ENTRIES start
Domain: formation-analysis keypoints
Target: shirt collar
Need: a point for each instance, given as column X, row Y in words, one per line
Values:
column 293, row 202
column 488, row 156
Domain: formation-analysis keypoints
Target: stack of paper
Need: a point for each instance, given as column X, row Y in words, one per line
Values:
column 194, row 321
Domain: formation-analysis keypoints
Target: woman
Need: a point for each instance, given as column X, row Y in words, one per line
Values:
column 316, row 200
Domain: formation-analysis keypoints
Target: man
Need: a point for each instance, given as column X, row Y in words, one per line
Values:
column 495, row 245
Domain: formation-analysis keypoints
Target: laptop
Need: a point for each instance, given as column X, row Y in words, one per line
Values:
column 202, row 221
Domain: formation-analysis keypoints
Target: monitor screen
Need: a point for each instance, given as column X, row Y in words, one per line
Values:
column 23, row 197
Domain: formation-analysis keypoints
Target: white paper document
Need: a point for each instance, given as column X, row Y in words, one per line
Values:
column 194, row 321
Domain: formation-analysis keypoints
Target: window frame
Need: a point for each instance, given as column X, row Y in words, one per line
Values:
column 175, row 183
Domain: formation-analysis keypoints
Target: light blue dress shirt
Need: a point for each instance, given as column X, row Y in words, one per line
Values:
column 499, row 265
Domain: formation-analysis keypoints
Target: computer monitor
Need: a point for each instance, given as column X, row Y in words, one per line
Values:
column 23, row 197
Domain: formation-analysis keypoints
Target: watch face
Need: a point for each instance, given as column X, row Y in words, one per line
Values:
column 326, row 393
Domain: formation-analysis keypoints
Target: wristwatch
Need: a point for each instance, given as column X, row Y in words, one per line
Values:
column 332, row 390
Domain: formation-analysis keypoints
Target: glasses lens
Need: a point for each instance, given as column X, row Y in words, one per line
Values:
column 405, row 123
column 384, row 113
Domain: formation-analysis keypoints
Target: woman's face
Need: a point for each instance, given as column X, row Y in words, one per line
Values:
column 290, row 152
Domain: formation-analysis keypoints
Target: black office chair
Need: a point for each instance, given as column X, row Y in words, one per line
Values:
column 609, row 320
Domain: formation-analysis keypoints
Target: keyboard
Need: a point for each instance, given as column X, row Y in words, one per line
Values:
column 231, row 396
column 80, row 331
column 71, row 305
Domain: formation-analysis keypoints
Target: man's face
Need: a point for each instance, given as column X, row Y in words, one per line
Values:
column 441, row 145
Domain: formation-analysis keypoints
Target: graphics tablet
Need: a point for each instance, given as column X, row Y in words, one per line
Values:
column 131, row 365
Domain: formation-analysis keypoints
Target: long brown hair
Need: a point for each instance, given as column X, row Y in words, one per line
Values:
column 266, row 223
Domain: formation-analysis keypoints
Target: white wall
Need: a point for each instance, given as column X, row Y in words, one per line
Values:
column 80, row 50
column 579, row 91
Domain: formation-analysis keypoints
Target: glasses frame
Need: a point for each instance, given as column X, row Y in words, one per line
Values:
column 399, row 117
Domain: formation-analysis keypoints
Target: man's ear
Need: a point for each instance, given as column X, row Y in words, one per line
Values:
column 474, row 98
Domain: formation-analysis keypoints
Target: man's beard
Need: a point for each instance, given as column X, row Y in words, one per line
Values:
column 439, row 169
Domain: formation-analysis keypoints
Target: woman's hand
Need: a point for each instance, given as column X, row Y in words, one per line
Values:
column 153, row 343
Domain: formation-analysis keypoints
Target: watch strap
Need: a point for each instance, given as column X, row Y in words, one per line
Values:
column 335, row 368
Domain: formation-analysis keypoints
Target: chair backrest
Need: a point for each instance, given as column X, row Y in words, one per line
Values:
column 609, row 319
ENTRIES end
◆ **YOUR OBJECTIVE**: Lay out the material above, from its first line through the line containing "column 332, row 390", as a JSON list of strings with one string per line. Leave out blank lines.

◆ **REPLY TO THE EXERCISE**:
[
  "Domain: formation-analysis keypoints",
  "Target: shirt collar",
  "Need: a point for each instance, given as column X, row Y in words, one per line",
  "Values:",
  "column 293, row 202",
  "column 488, row 156",
  "Domain: formation-analysis keypoints",
  "Target: stack of paper",
  "Need: a point for each instance, given as column X, row Y in words, one per line",
  "Values:",
  "column 194, row 321",
  "Domain: formation-analysis keypoints",
  "Target: woman",
  "Need: a point for each instance, given as column X, row Y in words, one per line",
  "Values:",
  "column 316, row 200",
  "Domain: formation-analysis keypoints",
  "Target: man",
  "Need: a point for each instance, given as column X, row Y in words, one per line",
  "Values:",
  "column 495, row 245",
  "Domain: formation-analysis keypoints",
  "Target: laptop",
  "Need: a point for each instance, given as column X, row Y in words, one per line",
  "Values:",
  "column 202, row 221",
  "Domain: formation-analysis keypoints",
  "Target: monitor screen",
  "Need: a point for each instance, given as column X, row Y in words, one per line",
  "Values:",
  "column 23, row 197",
  "Domain: formation-analysis keypoints",
  "Target: white paper document",
  "Need: a point for each instance, given as column X, row Y in words, one per line",
  "Values:",
  "column 194, row 321",
  "Domain: formation-analysis keypoints",
  "Target: window frame",
  "Need: a point for each instance, given as column X, row Y in words, one per line",
  "Values:",
  "column 175, row 183",
  "Domain: formation-analysis keypoints",
  "Target: light blue dress shirt",
  "Need: a point for each instance, given as column X, row Y in words, one per line",
  "Values:",
  "column 499, row 265",
  "Domain: formation-analysis keypoints",
  "Target: computer monitor",
  "Need: a point for each instance, given as column X, row Y in words, one per line",
  "Values:",
  "column 23, row 197",
  "Domain: formation-analysis keypoints",
  "Target: watch face",
  "Need: a point for each instance, given as column X, row Y in words, one per line",
  "Values:",
  "column 326, row 393",
  "Domain: formation-analysis keypoints",
  "Target: wristwatch",
  "Need: a point for each instance, given as column X, row Y in words, one per line",
  "Values:",
  "column 332, row 390"
]